## WHAT YOU HAVE TO DO
Reproduce every line from the one containing "of the forested" through the end of the rows below, requests included, and add -110 to each coordinate in the answers.

Pointing and labeling entries:

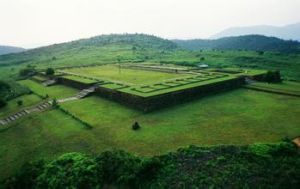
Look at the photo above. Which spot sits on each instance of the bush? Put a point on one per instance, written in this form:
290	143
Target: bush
26	177
50	71
27	72
118	167
71	170
20	102
2	103
136	126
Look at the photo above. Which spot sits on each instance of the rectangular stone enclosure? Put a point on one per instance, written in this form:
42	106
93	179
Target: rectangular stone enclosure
150	86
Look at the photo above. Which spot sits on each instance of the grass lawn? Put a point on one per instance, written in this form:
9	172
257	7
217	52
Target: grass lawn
130	76
237	117
285	86
12	105
42	135
55	91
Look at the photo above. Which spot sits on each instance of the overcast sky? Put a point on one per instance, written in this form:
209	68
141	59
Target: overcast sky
32	23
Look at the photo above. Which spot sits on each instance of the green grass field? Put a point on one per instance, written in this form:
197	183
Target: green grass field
285	86
125	75
12	105
56	91
237	117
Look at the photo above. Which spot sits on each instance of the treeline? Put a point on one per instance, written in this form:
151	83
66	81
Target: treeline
138	43
253	166
10	90
248	42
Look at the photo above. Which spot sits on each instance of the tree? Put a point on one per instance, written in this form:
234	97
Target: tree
20	102
28	71
54	103
50	71
136	126
2	103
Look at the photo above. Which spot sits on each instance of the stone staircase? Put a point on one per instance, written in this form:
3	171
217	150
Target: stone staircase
43	106
86	92
22	113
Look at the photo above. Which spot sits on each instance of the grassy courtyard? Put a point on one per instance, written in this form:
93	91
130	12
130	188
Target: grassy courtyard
56	91
125	75
238	117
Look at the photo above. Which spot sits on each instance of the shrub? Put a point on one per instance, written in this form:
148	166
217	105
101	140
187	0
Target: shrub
71	170
118	166
54	103
50	71
26	177
136	126
27	72
2	103
20	102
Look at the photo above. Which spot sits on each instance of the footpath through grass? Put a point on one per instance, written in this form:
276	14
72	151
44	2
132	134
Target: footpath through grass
56	91
236	117
12	105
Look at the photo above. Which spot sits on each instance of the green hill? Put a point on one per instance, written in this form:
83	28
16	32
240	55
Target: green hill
247	42
10	49
104	48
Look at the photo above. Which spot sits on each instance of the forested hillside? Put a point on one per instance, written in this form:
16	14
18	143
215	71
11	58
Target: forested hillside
253	166
147	48
248	42
104	48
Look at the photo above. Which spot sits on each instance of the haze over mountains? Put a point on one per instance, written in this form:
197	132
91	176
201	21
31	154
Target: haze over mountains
246	42
288	32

## SOLUTION FOR THIS EXERCISE
Look at the photo above. Which spot sits on each instance of the forested hillside? Put a point on one per instance, written in this form:
16	14
18	143
215	71
11	58
Target: forested hillside
143	56
37	-62
138	-68
-6	-62
Look at the photo above. Which spot sits on each instance of the haze over mountains? Put a point on one per instance, written in this form:
197	132
91	176
201	21
31	154
Target: haze over mountains
136	-68
178	-78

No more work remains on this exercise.